» **DOCUMENT**
※
It was a good Christmas for books, thank you friends and family.
I have already rampaged through P.D.James's murder mystery sequel to Pride and Prejudice, Death Comes to Pemberley. Despite steering clear in general of 'sequels' and other related imaginings as not possibly anything other than second-rate cash-ins that toy unforgivingly and insensitively with the themes of the original, I risked this one - I think due to the genre shift, it seemed safer that my impression and interpretation of the original would remain intact. Brilliant read, although I could have managed without the didactic digression on the history of the jury system and judicial appeals...
The Vintage re-release of Westwood is also a thing of beauty and a joy forever: a lovely matt paperback with lustrous thick cream pages and a evocative front cover. With Stella Gibbons's best known novel Cold Comfort Farm being one of my standard rainy day / 'mean reds' books, I naturally expected similar scouring literary satire and witty, quotable lines. Not so. This is maturer, sadder - as cynical, yet bittersweet and melancholy. Perhaps because it is a later-life novel, perhaps influenced by the impact of the Second World War. Beautiful reflection on infatuation, love and the intersection of seemingly unconnected lives.
※
» **GIVEN REQUEST A**
Rewrite the Christmas books post, starting with "The Vintage re-release" and going on through "seemingly unconnected lives.", and change "paperback" to "edition".
» **GIVEN REQUEST B**
Please extend the Christmas books post from where it stops.

[Source records]
※
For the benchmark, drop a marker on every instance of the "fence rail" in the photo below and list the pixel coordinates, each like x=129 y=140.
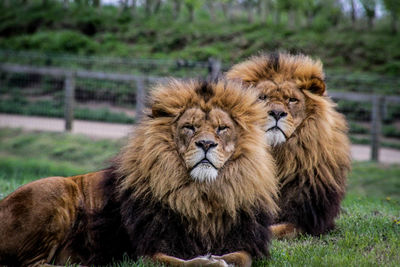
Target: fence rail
x=69 y=76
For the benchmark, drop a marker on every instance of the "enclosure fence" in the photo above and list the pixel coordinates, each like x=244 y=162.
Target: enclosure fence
x=32 y=85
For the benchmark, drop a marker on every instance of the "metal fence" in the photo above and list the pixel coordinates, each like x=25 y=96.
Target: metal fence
x=114 y=90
※
» **FINAL ANSWER A**
The Vintage re-release of Westwood is also a thing of beauty and a joy forever: a lovely matt edition with lustrous thick cream pages and a evocative front cover. With Stella Gibbons's best known novel Cold Comfort Farm being one of my standard rainy day / 'mean reds' books, I naturally expected similar scouring literary satire and witty, quotable lines. Not so. This is maturer, sadder - as cynical, yet bittersweet and melancholy. Perhaps because it is a later-life novel, perhaps influenced by the impact of the Second World War. Beautiful reflection on infatuation, love and the intersection of seemingly unconnected lives.

» **FINAL ANSWER B**
Guardian Style has already been dipped into post-prandially over quite a few dinner tables. Finally, I know how to spell Gandhi (never Ghandi) and what the singular form of referendum is.
I am plunged into Claire Tomalin's biography of Jane Austen right now. I love her. Claire Tomalin, I mean, although, of course, also Miss Austen. Her biography of Nellie Tiernan (The Invisible Woman) was, for me, the first to open my eyes to alternative insights to the myth of Dickens, National Treasure. Already, the Austen novels' emphasis on money, class and power is becoming beautifully contextualised and Jane's only just been born.
Back to the sofa, I think, to pick up where I left off...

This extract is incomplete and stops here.